------ Data listing ------
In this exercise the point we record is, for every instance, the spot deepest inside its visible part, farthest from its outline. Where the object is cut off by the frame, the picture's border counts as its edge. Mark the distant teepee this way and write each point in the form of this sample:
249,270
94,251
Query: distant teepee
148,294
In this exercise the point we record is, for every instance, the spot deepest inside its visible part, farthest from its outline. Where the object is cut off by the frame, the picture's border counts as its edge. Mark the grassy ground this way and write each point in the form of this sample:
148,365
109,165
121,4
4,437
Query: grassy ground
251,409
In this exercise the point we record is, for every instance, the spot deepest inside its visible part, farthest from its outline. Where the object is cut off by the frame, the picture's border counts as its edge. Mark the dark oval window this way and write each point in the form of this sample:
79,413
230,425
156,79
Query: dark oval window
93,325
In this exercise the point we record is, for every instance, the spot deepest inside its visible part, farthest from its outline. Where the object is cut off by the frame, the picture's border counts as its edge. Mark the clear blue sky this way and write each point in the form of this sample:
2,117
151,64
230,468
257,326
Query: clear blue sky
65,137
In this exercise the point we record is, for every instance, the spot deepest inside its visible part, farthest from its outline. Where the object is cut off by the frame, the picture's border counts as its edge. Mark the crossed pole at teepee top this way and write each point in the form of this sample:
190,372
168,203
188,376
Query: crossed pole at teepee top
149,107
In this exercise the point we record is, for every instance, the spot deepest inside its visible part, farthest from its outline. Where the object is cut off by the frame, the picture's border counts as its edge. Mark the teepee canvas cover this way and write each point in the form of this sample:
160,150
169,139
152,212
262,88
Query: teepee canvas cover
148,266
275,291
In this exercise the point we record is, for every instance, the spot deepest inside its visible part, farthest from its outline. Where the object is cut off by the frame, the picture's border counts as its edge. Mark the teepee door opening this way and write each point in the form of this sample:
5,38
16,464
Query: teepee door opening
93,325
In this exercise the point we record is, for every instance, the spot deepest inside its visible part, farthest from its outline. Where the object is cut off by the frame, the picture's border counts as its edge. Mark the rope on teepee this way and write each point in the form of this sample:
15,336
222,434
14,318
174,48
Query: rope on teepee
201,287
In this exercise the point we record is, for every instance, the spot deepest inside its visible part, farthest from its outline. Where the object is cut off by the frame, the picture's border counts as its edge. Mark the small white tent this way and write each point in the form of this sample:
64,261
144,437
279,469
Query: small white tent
------
** Challenge **
Starting with the line that contains "Mark the rope", write out each line through the end of the listing, exactly as it appears, and include nothing else.

** Exercise output **
In this exercise the point we record is, for every instance, the spot deepest inside its visible part, farthest from its outline. Where the object is cut off by the frame, the picture's border counts as its edge. Mark the rope on teepee this way and write each point in the form of this sample:
15,336
222,434
14,318
174,48
Query: rope on teepee
201,287
In this exercise the point we record is, for every instance, the spot deepest inside its visible part, farthest from its outline. Where the object is cut off by the frame, the picture's border counts as its edge. Mark the small white tent this way and write each point in the form of this sample:
64,261
144,437
279,469
Query: small white tent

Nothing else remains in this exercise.